======== Selection ========
Agreed, sounds good to me.

     Arnd
Sam Protsenko Aug. 27, 2024, 5 p.m. UTC | #6
Hi Ulf,

On Tue, Aug 27, 2024 at 2:27 AM Arnd Bergmann <arnd@arndb.de> wrote:
>
> On Tue, Aug 27, 2024, at 03:28, Sam Protsenko wrote:
> > On Thu, Mar 7, 2024 at 1:52 AM Arnd Bergmann <arnd@arndb.de> wrote:
>
> >>
> >> The change looks good to me.
> >>
> >> I see that the host->ring_size depends on PAGE_SIZE as well:
> >>
> >> #define DESC_RING_BUF_SZ        PAGE_SIZE
> >> host->ring_size = DESC_RING_BUF_SZ / sizeof(struct idmac_desc_64addr);
> >> host->sg_cpu = dmam_alloc_coherent(host->dev,
> >>                DESC_RING_BUF_SZ, &host->sg_dma, GFP_KERNEL);
> >>
> >> I don't see any reason for the ring buffer size to be tied to
> >> PAGE_SIZE at all, it was probably picked as a reasonable
> >> default in the initial driver but isn't necessarily ideal.
> >>
> >> From what I can see, the number of 4KB elements in the
> >> ring can be as small as 128 (4KB pages, 64-bit addresses)
> >> or as big as 4096 (64KB pages, 32-bit addresses), which is
> >> quite a difference. If you are still motivated to drill
> >> down into this, could you try changing DESC_RING_BUF_SZ
> >> to a fixed size of either 4KB or 64KB and test again
> >> with the opposite page size, to see if that changes the
> >> throughput?
======== Supplied material ========
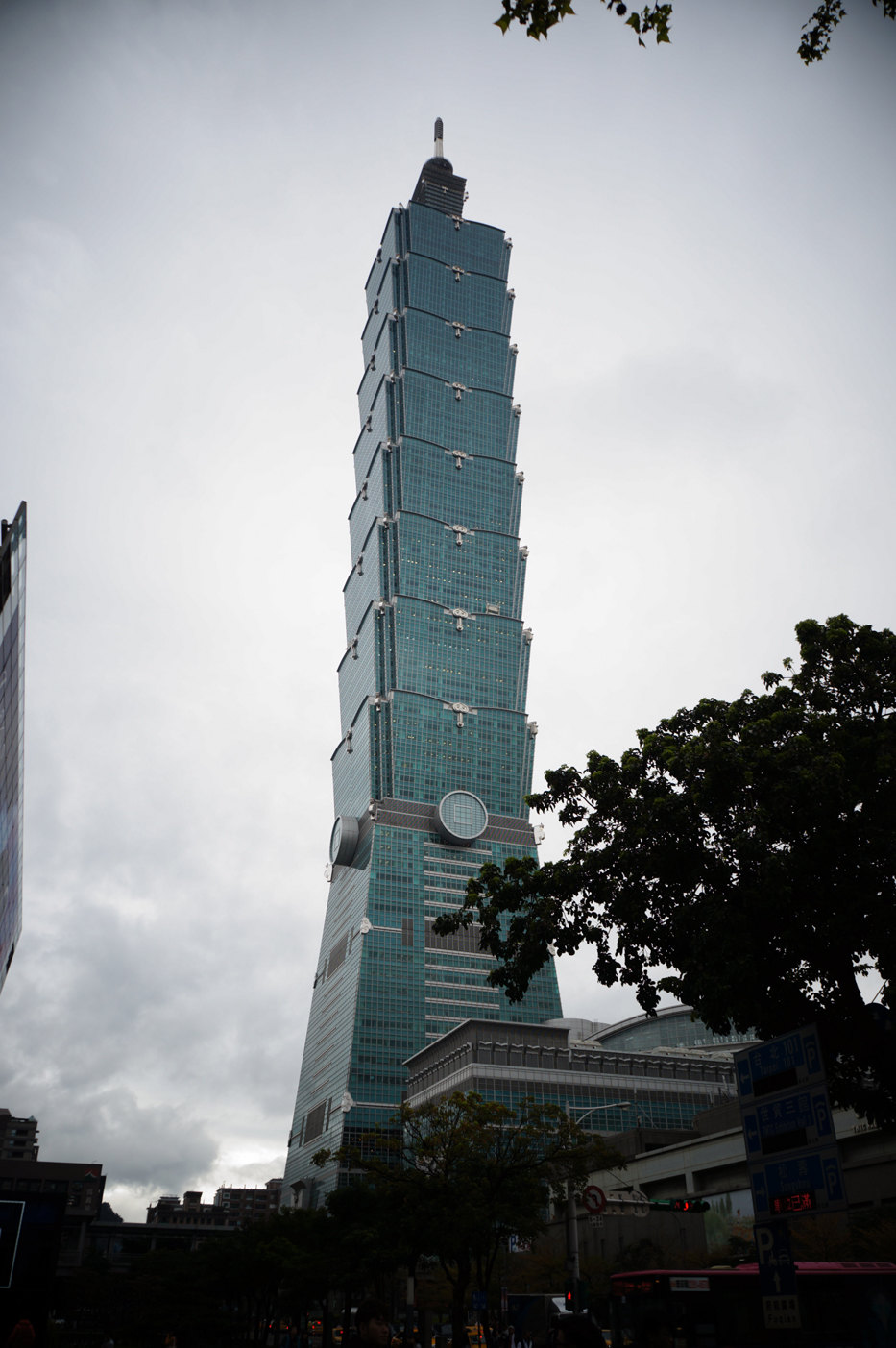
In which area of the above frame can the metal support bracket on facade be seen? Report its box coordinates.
[442,702,478,730]
[445,608,475,632]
========
(Exercise requirements):
a – In the ring buffer thread, what fixed sizes are suggested for DESC_RING_BUF_SZ?
b – Continue the ring buffer thread past its final line.

(Answers to each task):
a – Either 4KB or 64KB.

b –
> >>
> >
> > Sorry for the huge delay. Just ran the tests:
> >
> > - 4K pages, DESC_RING_BUF_SZ = 4K: 97 MB/s
> > - 4K pages, DESC_RING_BUF_SZ = 16K: 98 MB/s
> > - 4K pages, DESC_RING_BUF_SZ = 64K: 97 MB/s
> > - 16K pages, DESC_RING_BUF_SZ = 4K: 123 MB/s
> > - 16K pages, DESC_RING_BUF_SZ = 16K: 125 MB/s
> > - 16K pages, DESC_RING_BUF_SZ = 64K: 124 MB/s
> > - 64K pages, DESC_RING_BUF_SZ = 4K: 137 MB/s
> > - 64K pages, DESC_RING_BUF_SZ = 16K: 135 MB/s
> > - 64K pages, DESC_RING_BUF_SZE = 64K: 138 MB/s
>
> Thanks!
>
> > From what you said, it looks like it may make a sense to reduce
> > DESC_RING_BUF_SZ down to 4 KiB? If so, I'd suggest we do that in a
> > separate patch, as this one actually fixes kernel panic when 16k/64k
> > pages are enabled. Please let me know what you think.
>
> Agreed, sounds good to me.
>

Can you please take this patch? It should apply fine without the need
to rebase it. It fixes a kernel panic when big pages are enabled, so
it's an important fix for us. As discussed with Arnd, the
DESC_RING_BUF_SZ change can be made later as a separate patch.

Thanks!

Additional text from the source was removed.